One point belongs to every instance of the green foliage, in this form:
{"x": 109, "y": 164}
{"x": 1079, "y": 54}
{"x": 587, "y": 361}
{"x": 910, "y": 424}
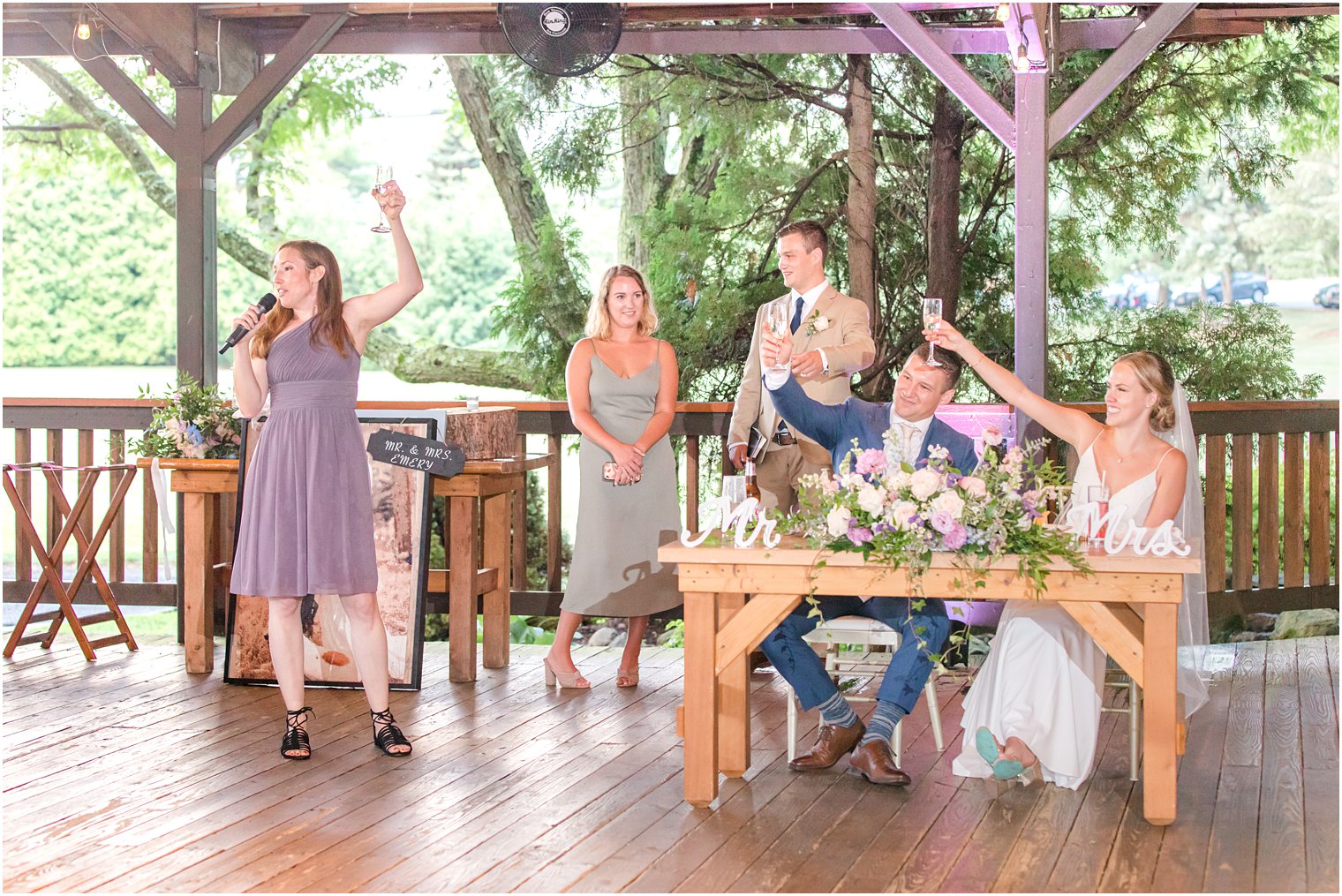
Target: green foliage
{"x": 544, "y": 307}
{"x": 675, "y": 628}
{"x": 537, "y": 552}
{"x": 1220, "y": 353}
=======
*Aim*
Please write out all of the material above in full with its wording unchanged, but raise every coordinate in the answers by 80. Leave the pictures out.

*The output*
One point belongs to every instance of the green foliage, in this form:
{"x": 109, "y": 164}
{"x": 1079, "y": 54}
{"x": 587, "y": 361}
{"x": 910, "y": 424}
Target: green foliage
{"x": 624, "y": 387}
{"x": 755, "y": 708}
{"x": 617, "y": 632}
{"x": 1300, "y": 433}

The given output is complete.